--- Problem description ---
What you return should be the complete listing, unchanged, with no pictures in it.

--- Extracted information ---
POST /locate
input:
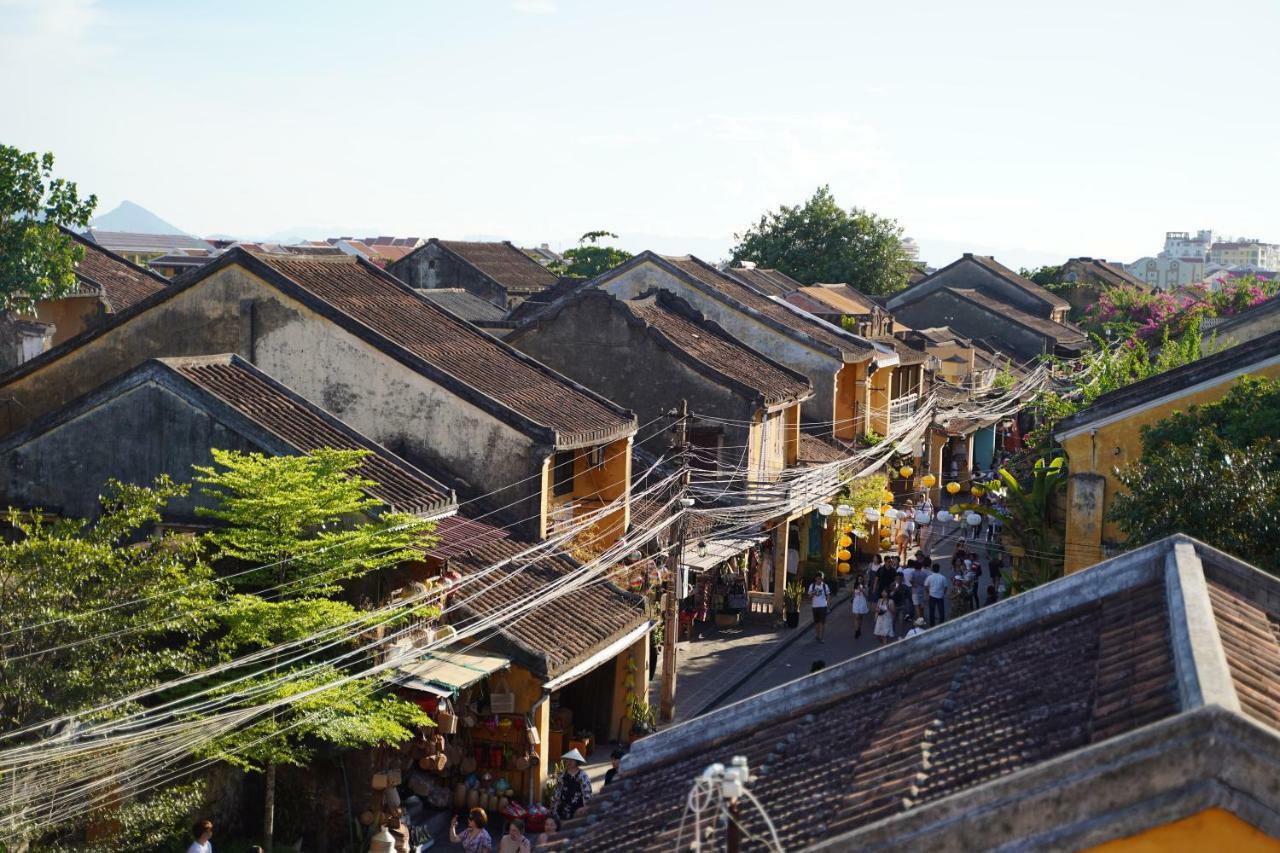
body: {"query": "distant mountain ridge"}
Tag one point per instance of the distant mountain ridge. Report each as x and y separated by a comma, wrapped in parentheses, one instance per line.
(133, 218)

--- Answer box ---
POST /locate
input:
body: {"query": "distant mountain ridge"}
Tag one point per instance of the distant mountain ridge. Report each as x and y separated by a comma, wrapped in parentheses, one instance per line.
(133, 218)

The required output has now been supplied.